## EXERCISE A
In the hardhat-deploy text below, print the passage starting at "Access to Artifacts" and ending at "bytecode and abi.", with no changes.
## EXERCISE B
Carry on the hardhat-deploy text below, picking up right after its final sentence.

Access to Artifacts (non-deployed contract code and abi)

Artifacts in hardhat terminology represent a compiled contract (not yet deployed) with at least its bytecode and abi.

hardhat-deploy gives can access to these artifacts via the deployments.getArtifact function :

const {deployments} = require('hardhat');
const artifact = await deployments.getArtifact(artifactName);

With the hardhat-deploy-ethers plugin you can get an artifact as an ethers contract factory, ready to be deployed, via the following:

const {deployments, ethers} = require('hardhat');
const factory = await ethers.getContractFactory(artifactName);

Note that the artifact's files need to be either in artifacts folder that hardhat generate on compilation or in the imports folder where you can store contracts compiled elsewhere. They can also be present in the folder specified in external.artifacts see Importing deployment from other projects



How to Deploy Contracts


The deploy Task

hardhat --network <networkName> deploy [options and flags]

This is a new task that the hardhat-deploy adds. As the name suggests it deploys contracts. To be exact it will look for files in the folder deploy or whatever was configured in paths.deploy, see paths config

It will scan for files in alphabetical order and execute them in turn.

## GIVEN ENTRIES
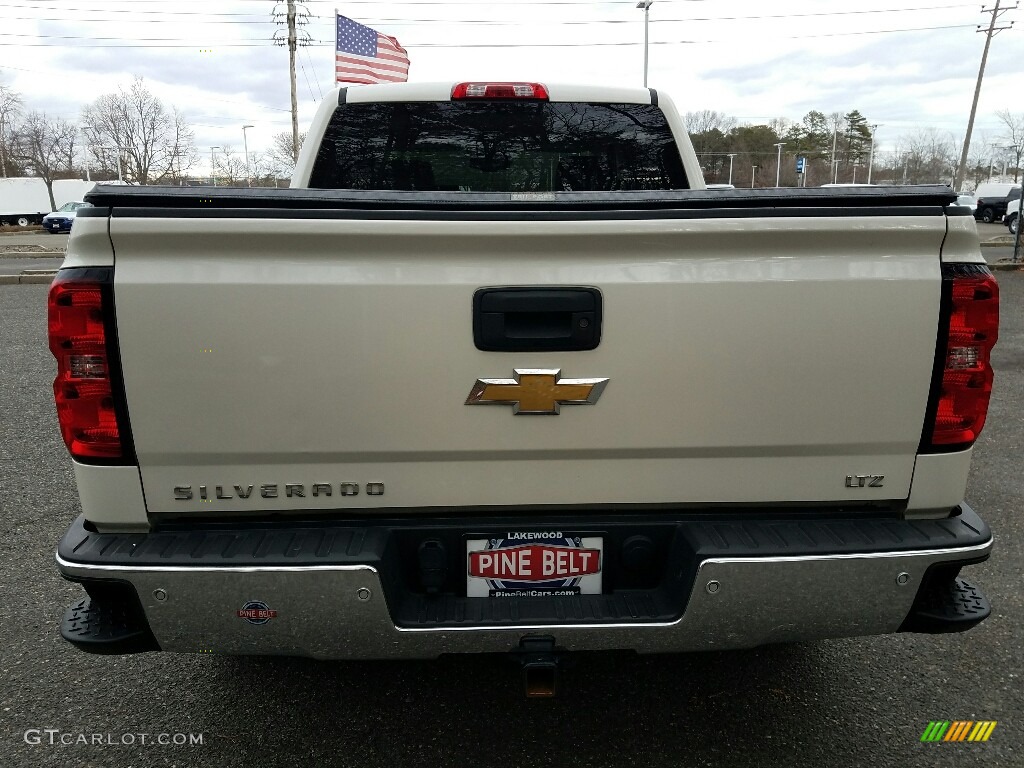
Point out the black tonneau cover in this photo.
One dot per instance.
(218, 202)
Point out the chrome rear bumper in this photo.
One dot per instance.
(342, 610)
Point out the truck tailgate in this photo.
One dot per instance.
(750, 359)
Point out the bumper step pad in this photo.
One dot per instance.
(107, 628)
(953, 605)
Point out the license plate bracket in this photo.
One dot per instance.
(534, 563)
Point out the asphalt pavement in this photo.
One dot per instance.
(56, 242)
(15, 264)
(851, 702)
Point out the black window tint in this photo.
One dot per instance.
(498, 146)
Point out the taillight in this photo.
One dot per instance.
(500, 90)
(87, 387)
(963, 379)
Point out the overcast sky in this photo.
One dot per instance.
(754, 59)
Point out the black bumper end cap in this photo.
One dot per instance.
(108, 628)
(954, 605)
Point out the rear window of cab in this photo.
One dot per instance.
(498, 146)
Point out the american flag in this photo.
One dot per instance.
(365, 55)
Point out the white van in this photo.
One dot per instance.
(994, 188)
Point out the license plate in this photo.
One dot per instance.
(535, 563)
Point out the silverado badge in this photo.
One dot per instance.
(536, 391)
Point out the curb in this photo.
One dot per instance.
(25, 280)
(31, 255)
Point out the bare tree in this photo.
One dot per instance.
(229, 167)
(153, 142)
(1014, 135)
(10, 109)
(48, 146)
(280, 153)
(705, 121)
(928, 157)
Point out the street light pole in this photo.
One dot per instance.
(245, 140)
(84, 128)
(645, 4)
(213, 171)
(870, 155)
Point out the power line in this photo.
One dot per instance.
(501, 23)
(180, 43)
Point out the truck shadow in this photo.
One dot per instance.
(610, 709)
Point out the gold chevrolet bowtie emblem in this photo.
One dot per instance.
(536, 391)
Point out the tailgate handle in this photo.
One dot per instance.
(537, 320)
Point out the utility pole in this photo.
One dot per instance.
(295, 16)
(645, 4)
(870, 155)
(245, 139)
(213, 166)
(833, 165)
(992, 30)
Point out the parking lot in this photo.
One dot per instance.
(851, 702)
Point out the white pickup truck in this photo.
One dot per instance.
(498, 374)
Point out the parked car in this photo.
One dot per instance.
(968, 201)
(61, 219)
(993, 200)
(1013, 219)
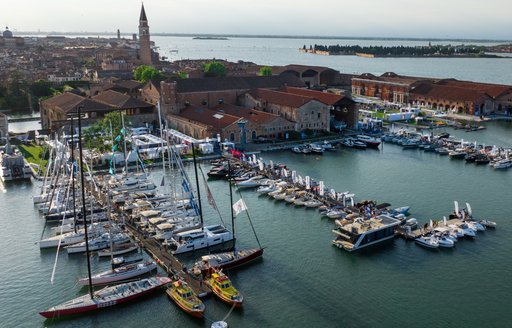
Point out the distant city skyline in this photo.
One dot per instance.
(468, 19)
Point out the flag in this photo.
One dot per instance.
(239, 206)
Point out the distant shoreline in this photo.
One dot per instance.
(265, 36)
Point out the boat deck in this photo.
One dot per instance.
(167, 261)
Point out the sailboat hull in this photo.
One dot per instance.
(84, 303)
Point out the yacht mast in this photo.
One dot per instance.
(84, 210)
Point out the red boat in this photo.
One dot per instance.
(106, 297)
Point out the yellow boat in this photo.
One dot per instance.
(181, 293)
(222, 287)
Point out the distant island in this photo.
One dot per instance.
(209, 38)
(406, 51)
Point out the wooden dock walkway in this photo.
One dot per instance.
(168, 261)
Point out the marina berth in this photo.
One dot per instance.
(199, 238)
(106, 297)
(365, 232)
(122, 273)
(183, 296)
(224, 289)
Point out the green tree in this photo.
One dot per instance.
(214, 69)
(265, 71)
(144, 73)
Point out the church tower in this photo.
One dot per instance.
(144, 43)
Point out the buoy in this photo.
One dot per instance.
(219, 324)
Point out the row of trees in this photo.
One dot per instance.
(431, 50)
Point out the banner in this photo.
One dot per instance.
(239, 207)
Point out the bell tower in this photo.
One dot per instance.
(144, 43)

## TASK RESULT A
Access to Artifacts (non-deployed contract code and abi)

Artifacts in hardhat terminology represent a compiled contract (not yet deployed) with at least its bytecode and abi.

## TASK RESULT B
  • it will require each of these files and execute the exported function with the HRE as argument

To specify the network, you can use the builtin hardhat argument --network <network name> or set the env variable HARDHAT_NETWORK

:warning: Note that running hardhat deploy without specifying a network will use the default network. If the default network is hardhat (the default's default) then nothing will happen as a result as everything happens in memory, but this can be used to ensure the deployment is without issues.


Deploy Scripts

The deploy scripts need to be of the following type :

export interface DeployFunction {
  (env: HardhatRuntimeEnvironment): Promise<void | boolean>;
  skip?: (env: HardhatRuntimeEnvironment) => Promise<boolean>;
  tags?: string[];
  dependencies?: string[];
  runAtTheEnd?: boolean;
  id?: string;
}

The skip function can be used to skip executing the script under whatever condition. It simply need to resolve a promise to true.

The tags is a list of string that when the deploy task is executed with, the script will be executed (unless it skips). In other word if the deploy task is executed with a tag that does not belong to that script, that script will not be executed unless it is a dependency of a script that does get executed.

The dependencies is a list of tag that will be executed if that script is executed. So if the script is executed, every script whose tag match any of the dependencies will be executed first.

The runAtTheEnd is a boolean that if set to true, will queue that script to be executed after all other scripts are executed.

These set of fields allow more flexibility to organize the scripts. You are not limited to alphabetical order and you can even organise deploy script in sub folders.

Finally the function can return true if it wishes to never be executed again. This can be useful to emulate migration scripts that are meant to be executed only once. Once such script return true (async), the id field is used to track execution and if that field is not present when the script return true, it will fails.

In other words, if you want a particular deploy script to run only once, it needs to both return true (async) and have an id set.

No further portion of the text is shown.